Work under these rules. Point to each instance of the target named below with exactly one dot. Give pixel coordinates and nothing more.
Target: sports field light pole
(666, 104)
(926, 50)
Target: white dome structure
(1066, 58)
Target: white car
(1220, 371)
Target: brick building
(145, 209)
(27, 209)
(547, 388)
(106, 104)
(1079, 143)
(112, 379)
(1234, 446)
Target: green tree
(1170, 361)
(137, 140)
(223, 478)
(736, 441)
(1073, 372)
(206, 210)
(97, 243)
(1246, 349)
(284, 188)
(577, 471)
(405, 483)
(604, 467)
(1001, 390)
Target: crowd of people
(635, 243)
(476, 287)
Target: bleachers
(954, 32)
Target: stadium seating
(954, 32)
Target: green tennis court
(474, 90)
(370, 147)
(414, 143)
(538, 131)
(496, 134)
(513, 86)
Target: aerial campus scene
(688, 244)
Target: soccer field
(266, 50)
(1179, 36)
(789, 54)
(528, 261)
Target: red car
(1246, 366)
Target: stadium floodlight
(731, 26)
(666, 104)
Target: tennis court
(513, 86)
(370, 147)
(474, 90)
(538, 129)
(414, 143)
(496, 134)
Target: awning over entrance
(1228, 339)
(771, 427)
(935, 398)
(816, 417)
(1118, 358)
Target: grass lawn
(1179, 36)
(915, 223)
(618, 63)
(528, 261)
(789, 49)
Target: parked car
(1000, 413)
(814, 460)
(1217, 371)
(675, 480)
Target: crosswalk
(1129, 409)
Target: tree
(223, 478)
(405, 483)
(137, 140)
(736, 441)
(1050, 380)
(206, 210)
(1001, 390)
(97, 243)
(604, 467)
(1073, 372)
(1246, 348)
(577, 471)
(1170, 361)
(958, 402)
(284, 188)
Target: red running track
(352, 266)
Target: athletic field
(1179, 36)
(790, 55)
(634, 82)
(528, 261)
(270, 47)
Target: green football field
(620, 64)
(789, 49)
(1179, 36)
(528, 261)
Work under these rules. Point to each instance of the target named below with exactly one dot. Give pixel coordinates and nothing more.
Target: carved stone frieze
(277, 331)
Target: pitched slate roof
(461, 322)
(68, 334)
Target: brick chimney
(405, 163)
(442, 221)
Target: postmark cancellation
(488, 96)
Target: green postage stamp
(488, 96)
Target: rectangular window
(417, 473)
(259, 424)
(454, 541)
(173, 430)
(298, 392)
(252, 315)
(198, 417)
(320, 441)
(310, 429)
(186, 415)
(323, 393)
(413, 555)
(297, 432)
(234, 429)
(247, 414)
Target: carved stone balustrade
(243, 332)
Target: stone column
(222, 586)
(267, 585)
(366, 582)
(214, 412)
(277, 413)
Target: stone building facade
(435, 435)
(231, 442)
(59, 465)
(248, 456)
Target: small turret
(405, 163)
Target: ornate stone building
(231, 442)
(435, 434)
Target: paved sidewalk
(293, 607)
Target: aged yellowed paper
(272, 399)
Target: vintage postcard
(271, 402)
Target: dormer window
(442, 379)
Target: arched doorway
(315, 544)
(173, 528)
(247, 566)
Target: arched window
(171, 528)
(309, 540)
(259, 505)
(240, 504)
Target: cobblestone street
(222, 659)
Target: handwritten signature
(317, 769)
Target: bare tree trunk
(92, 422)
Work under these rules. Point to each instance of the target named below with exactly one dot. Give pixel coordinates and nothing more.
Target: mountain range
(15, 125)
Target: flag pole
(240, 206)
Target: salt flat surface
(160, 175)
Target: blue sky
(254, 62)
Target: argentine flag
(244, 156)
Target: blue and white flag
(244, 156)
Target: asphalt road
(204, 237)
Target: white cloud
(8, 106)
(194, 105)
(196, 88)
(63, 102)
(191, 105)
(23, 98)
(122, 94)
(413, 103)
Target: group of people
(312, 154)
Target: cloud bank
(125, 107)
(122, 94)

TASK REQUIREMENTS.
Write out the material above exactly, leaving out no line.

THE ANSWER.
Work under these rules. Point to each instance of the target named below with exactly one dot. Give pixel coordinates and nothing more.
Target: sports field light pole
(666, 104)
(926, 50)
Target: white dome structure
(1066, 58)
Target: white car
(1220, 371)
Target: brick building
(145, 209)
(27, 209)
(547, 388)
(106, 104)
(1079, 143)
(112, 379)
(1234, 446)
Target: green tree
(1170, 361)
(137, 140)
(223, 478)
(736, 441)
(1073, 372)
(206, 210)
(97, 243)
(1246, 349)
(284, 188)
(577, 471)
(405, 483)
(604, 467)
(1001, 390)
Target: crowd of people
(635, 243)
(476, 287)
Target: bleachers
(954, 32)
Target: stadium seating
(954, 32)
Target: green tennis court
(474, 90)
(370, 147)
(414, 143)
(538, 131)
(496, 134)
(513, 86)
Target: aerial campus scene
(688, 244)
Target: soccer field
(266, 50)
(1179, 36)
(789, 54)
(528, 261)
Target: red car
(1246, 366)
Target: stadium floodlight
(731, 26)
(666, 104)
Target: tennis court
(513, 86)
(370, 147)
(474, 90)
(538, 129)
(414, 143)
(496, 134)
Target: awning over entrance
(1228, 339)
(771, 427)
(935, 398)
(816, 417)
(1118, 358)
Target: grass lawn
(1179, 36)
(915, 223)
(618, 63)
(528, 261)
(789, 49)
Target: parked car
(1000, 413)
(814, 460)
(1217, 371)
(675, 480)
Target: crosswalk
(1129, 409)
Target: tree
(223, 478)
(405, 483)
(137, 140)
(736, 441)
(1050, 380)
(206, 210)
(1001, 390)
(97, 243)
(604, 467)
(1073, 372)
(1246, 348)
(577, 471)
(1170, 361)
(958, 402)
(284, 188)
Target: red running track
(352, 266)
Target: athletic field
(1179, 36)
(790, 55)
(634, 82)
(528, 261)
(270, 47)
Target: green football field
(620, 64)
(789, 49)
(1179, 36)
(528, 261)
Work under these rules. Point to each instance of the target named below with exactly one dot. Give pixel coordinates and nothing more.
Target: carved stone frieze
(277, 331)
Target: pitched slate roof
(461, 322)
(68, 334)
Target: brick chimney
(405, 163)
(442, 221)
Target: postmark cancellation
(488, 96)
Target: green postage stamp
(488, 96)
Target: rectangular window
(417, 473)
(259, 424)
(454, 541)
(173, 430)
(298, 392)
(252, 315)
(198, 417)
(320, 441)
(310, 429)
(186, 415)
(323, 393)
(413, 555)
(297, 432)
(234, 429)
(247, 414)
Target: carved stone balustrade
(243, 332)
Target: stone column
(222, 586)
(267, 585)
(366, 582)
(214, 412)
(277, 413)
Target: stone building facade
(435, 435)
(231, 442)
(59, 465)
(248, 456)
Target: small turret
(405, 163)
Target: ornate stone building
(231, 442)
(435, 434)
Target: paved sidewalk
(293, 607)
Target: aged yellowed paper
(272, 399)
Target: vintage postcard
(271, 402)
Target: dormer window
(442, 379)
Target: arched doorway
(315, 544)
(173, 528)
(247, 566)
Target: arched window
(171, 528)
(309, 540)
(259, 505)
(240, 504)
Target: cobblestone street
(222, 659)
Target: handwritten signature
(317, 769)
Target: bare tree trunk
(92, 422)
Work under these rules. Point to each instance of the target named below with exactly one dot. Give pixel coordinates and nothing more.
Target: mountain range
(15, 125)
Target: flag pole
(240, 206)
Target: salt flat surface
(160, 175)
Target: blue sky
(254, 62)
Target: argentine flag
(244, 156)
Target: blue and white flag
(244, 156)
Target: asphalt road
(204, 237)
Target: white cloud
(8, 106)
(194, 105)
(196, 88)
(63, 102)
(191, 105)
(23, 98)
(122, 94)
(413, 103)
Target: group of people
(312, 154)
Target: cloud bank
(125, 107)
(122, 94)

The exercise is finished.